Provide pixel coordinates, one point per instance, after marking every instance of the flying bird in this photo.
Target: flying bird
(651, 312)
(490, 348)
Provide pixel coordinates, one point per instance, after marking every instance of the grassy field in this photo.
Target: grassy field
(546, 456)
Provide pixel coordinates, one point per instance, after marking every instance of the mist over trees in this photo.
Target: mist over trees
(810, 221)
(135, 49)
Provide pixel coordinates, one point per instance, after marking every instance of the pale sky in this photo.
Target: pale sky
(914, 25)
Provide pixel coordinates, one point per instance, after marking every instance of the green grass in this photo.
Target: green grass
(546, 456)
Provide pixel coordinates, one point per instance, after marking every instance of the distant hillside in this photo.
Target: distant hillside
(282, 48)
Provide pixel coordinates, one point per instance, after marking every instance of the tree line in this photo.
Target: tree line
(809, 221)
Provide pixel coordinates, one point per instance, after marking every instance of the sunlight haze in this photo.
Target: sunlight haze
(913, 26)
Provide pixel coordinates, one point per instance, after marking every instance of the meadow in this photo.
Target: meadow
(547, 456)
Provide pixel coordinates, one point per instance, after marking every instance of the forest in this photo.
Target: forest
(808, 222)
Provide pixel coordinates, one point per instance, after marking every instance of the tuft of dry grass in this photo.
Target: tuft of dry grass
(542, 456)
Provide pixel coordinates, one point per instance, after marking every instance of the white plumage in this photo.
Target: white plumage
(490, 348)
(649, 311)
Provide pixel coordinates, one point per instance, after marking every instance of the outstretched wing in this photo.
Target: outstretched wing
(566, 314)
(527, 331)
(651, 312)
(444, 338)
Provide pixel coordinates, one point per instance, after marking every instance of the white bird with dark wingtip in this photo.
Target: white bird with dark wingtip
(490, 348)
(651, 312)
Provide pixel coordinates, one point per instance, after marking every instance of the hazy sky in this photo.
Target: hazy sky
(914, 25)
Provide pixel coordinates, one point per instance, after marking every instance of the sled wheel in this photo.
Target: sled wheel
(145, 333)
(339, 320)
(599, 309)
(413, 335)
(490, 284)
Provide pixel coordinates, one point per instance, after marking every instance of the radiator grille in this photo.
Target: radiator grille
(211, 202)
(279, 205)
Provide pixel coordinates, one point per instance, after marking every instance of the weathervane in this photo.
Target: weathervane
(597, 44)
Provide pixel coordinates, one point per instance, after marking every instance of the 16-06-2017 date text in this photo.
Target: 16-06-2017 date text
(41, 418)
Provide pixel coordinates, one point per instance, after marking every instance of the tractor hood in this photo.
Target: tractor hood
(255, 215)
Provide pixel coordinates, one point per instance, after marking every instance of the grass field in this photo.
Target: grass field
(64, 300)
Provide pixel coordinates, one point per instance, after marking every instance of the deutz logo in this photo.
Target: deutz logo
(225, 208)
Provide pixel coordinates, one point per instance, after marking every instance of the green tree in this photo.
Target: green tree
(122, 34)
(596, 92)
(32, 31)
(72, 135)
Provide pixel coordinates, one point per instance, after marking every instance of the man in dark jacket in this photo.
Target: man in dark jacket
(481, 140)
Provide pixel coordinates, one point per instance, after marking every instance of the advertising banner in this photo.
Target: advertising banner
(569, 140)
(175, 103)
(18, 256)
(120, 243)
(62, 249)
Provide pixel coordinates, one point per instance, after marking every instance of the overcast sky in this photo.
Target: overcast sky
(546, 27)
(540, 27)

WHAT YOU ARE ASKED TO DO: All of the entries should be repeated word for word.

TASK RESPONSE:
Provide pixel coordinates, one point per instance, after marking every instance of the flying bird in this photo.
Target: flying bird
(651, 312)
(490, 348)
Provide pixel coordinates, one point per instance, after marking every instance of the grassy field in this photo.
Target: grassy field
(546, 456)
Provide pixel coordinates, one point per instance, after marking every instance of the mist over trees in this photo.
Target: mist over trees
(810, 221)
(135, 49)
Provide pixel coordinates, one point per instance, after marking every instance of the pale sky in this photo.
Target: pale sky
(914, 25)
Provide pixel coordinates, one point per instance, after marking every instance of the green grass in this photo.
Target: green grass
(546, 456)
Provide pixel coordinates, one point per instance, after marking every instance of the distant hillside in this photo.
Target: distant hillside
(282, 48)
Provide pixel coordinates, one point per instance, after marking every instance of the tree line in this photo.
Target: tree line
(809, 221)
Provide pixel coordinates, one point per instance, after marking every instance of the sunlight haze in this photo.
Target: sunlight haze
(913, 26)
Provide pixel coordinates, one point per instance, after marking every instance of the meadow in this photo.
Target: meadow
(547, 456)
Provide pixel coordinates, one point per instance, after marking every instance of the forest in this photo.
Target: forest
(808, 222)
Provide pixel coordinates, one point per instance, after marking every instance of the tuft of dry grass in this photo.
Target: tuft of dry grass
(542, 456)
Provide pixel coordinates, one point per instance, after marking every instance of the white plumage in this photo.
Target: white plumage
(490, 348)
(649, 311)
Provide pixel coordinates, one point per instance, after marking every instance of the outstretched wing in this photo.
Target: outstretched wing
(566, 314)
(527, 331)
(651, 312)
(444, 338)
Provide pixel coordinates, one point per instance, after marking every instance of the white bird with dark wingtip in this photo.
Target: white bird with dark wingtip
(490, 348)
(651, 312)
Provide pixel coordinates, one point per instance, after marking every instance of the hazy sky in this photo.
Target: hazy sky
(914, 25)
Provide pixel coordinates, one point per instance, after marking every instance of the sled wheel in this photo.
Target: sled wheel
(145, 333)
(339, 320)
(599, 309)
(413, 335)
(490, 284)
Provide pixel coordinates, one point per instance, after marking every instance of the radiator grille in this photo.
Target: radiator grille
(211, 202)
(279, 205)
Provide pixel coordinates, one point per instance, after marking every instance of the weathervane in this photo.
Target: weathervane
(597, 44)
Provide pixel coordinates, one point per instance, after marking every instance of the 16-06-2017 date text in this photo.
Target: 16-06-2017 date text
(41, 418)
Provide pixel coordinates, one point per instance, after marking every instance of the tractor hood in this photo.
Target: tractor hood
(255, 215)
Provide pixel coordinates, one point per instance, after marking every instance of the grass field in this photo.
Target: grass field
(64, 300)
Provide pixel coordinates, one point per instance, after marking every instance of the deutz logo in this photo.
Target: deutz logo
(225, 208)
Provide pixel coordinates, one point per instance, after marking every instance of the green tree in this photo.
Target: green tree
(122, 34)
(596, 92)
(32, 31)
(72, 135)
Provide pixel coordinates, one point per instance, after marking every instance of the man in dark jacket in this photo.
Target: man in dark jacket
(481, 140)
Provide pixel coordinates, one point per instance, after marking every instance of the advertising banner in this photo.
Target: advertising banner
(569, 140)
(175, 103)
(18, 256)
(120, 243)
(62, 249)
Provide pixel coordinates, one point per instance, after marking every instance of the overcast sky in this photo.
Target: overcast sky
(546, 27)
(540, 27)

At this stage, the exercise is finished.